▶ _Your goal_
Can you give every line of the items below as a JSON list of strings, one string per line, with the blank lines left out?

((

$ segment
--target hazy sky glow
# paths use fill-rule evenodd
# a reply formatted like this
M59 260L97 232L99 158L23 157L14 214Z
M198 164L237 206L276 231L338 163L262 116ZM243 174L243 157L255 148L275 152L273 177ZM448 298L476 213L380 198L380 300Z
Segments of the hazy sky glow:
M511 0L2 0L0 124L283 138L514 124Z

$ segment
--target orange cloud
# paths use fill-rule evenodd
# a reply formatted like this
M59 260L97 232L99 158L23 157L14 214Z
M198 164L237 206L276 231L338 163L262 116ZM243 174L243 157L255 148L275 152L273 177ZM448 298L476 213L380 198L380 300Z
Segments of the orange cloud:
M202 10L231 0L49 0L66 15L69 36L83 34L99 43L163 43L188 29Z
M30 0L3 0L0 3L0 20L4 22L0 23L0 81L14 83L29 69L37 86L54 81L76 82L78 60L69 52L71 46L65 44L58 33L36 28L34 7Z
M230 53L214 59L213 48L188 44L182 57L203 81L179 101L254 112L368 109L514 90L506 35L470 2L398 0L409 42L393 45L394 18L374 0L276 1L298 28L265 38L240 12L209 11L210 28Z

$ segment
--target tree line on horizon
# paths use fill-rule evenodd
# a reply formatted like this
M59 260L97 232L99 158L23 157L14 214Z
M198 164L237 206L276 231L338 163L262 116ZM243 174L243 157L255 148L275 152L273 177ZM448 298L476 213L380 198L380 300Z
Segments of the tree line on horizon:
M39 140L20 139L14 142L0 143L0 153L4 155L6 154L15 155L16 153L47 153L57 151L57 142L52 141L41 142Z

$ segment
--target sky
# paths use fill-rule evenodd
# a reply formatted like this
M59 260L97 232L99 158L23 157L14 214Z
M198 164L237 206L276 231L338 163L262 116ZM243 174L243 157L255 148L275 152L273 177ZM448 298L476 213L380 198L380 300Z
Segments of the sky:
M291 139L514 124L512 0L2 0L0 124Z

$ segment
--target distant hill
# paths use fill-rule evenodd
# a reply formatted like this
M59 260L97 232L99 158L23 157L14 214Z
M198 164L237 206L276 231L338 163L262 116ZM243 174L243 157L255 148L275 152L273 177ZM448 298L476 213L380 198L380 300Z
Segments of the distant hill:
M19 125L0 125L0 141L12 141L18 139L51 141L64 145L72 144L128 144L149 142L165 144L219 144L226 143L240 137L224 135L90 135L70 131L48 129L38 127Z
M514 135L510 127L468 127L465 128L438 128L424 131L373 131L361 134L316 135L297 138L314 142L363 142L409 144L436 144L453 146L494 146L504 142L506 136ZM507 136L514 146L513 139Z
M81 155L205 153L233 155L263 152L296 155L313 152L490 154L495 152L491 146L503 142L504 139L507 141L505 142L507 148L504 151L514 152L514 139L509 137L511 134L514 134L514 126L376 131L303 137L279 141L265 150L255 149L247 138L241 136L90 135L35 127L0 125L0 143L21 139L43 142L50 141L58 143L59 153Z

))

▶ _Answer to the exercise_
[
  "$ segment",
  "--target hazy sky glow",
  "# paths use fill-rule evenodd",
  "# a reply formatted like this",
  "M59 260L97 232L99 158L23 157L14 214Z",
  "M198 164L237 206L276 231L338 163L262 116ZM243 174L243 157L255 148L275 152L273 177ZM448 298L476 213L380 198L380 300Z",
  "Segments of the hazy sky glow:",
  "M511 0L2 0L0 124L283 138L514 124Z",
  "$ segment",
  "--target orange cloud",
  "# paths use fill-rule evenodd",
  "# a reply formatted like this",
  "M59 260L97 232L99 158L23 157L14 214Z",
  "M198 164L237 206L276 231L338 163L262 116ZM243 174L243 157L255 148L275 152L273 177ZM448 298L476 213L380 198L380 300Z",
  "Segments of the orange cloud:",
  "M202 10L231 0L49 0L66 15L69 36L83 34L99 43L163 43L188 29Z",
  "M30 0L3 0L0 3L0 20L4 22L0 23L0 81L14 83L29 69L37 86L54 81L76 82L78 60L69 52L71 46L65 44L58 33L36 28L34 7Z",
  "M230 53L214 59L213 48L188 44L182 57L203 81L179 101L254 112L368 109L514 90L506 35L470 2L398 0L409 42L393 45L394 18L374 0L276 1L298 28L265 38L240 12L209 11L210 28Z",
  "$ segment",
  "--target tree line on horizon",
  "# paths use fill-rule evenodd",
  "# a reply formatted like this",
  "M59 260L97 232L99 158L23 157L14 214Z",
  "M198 164L237 206L276 231L338 163L262 116ZM243 174L243 157L255 148L275 152L273 177ZM448 298L476 213L380 198L380 300Z",
  "Segments of the tree line on horizon:",
  "M39 140L20 139L14 142L0 143L0 153L4 155L6 154L15 155L16 153L47 153L57 151L57 142L52 141L41 142Z",
  "$ segment",
  "--target sky",
  "# paths use fill-rule evenodd",
  "# a reply formatted like this",
  "M59 260L97 232L99 158L23 157L14 214Z",
  "M198 164L237 206L276 231L338 163L262 116ZM243 174L243 157L255 148L275 152L273 177ZM448 298L476 213L380 198L380 300Z",
  "Segments of the sky:",
  "M291 139L514 124L512 0L2 0L0 124Z",
  "$ segment",
  "--target distant hill",
  "# paths use fill-rule evenodd",
  "# a reply formatted like this",
  "M59 260L97 232L99 158L23 157L14 214Z",
  "M198 164L237 206L276 231L338 163L262 116ZM243 174L243 157L255 148L275 152L273 177ZM448 298L476 213L380 198L380 300Z",
  "Segments of the distant hill:",
  "M19 125L0 125L0 141L12 141L18 139L51 141L64 145L72 144L128 144L149 142L165 144L219 144L226 143L240 137L224 135L90 135L70 131L48 129L38 127Z",
  "M514 135L510 127L468 127L465 128L438 128L424 131L373 131L361 134L316 135L297 138L314 142L363 142L409 144L436 144L453 146L494 146L504 142L506 136ZM507 136L514 146L513 139Z",
  "M81 155L205 153L233 155L263 152L296 155L313 152L490 154L495 152L491 146L503 142L504 139L507 141L505 142L507 148L504 151L514 152L514 139L509 137L511 134L514 134L514 126L376 131L303 137L279 141L265 150L255 149L247 138L241 136L90 135L35 127L0 125L0 143L21 139L43 142L50 141L58 143L59 153Z"
]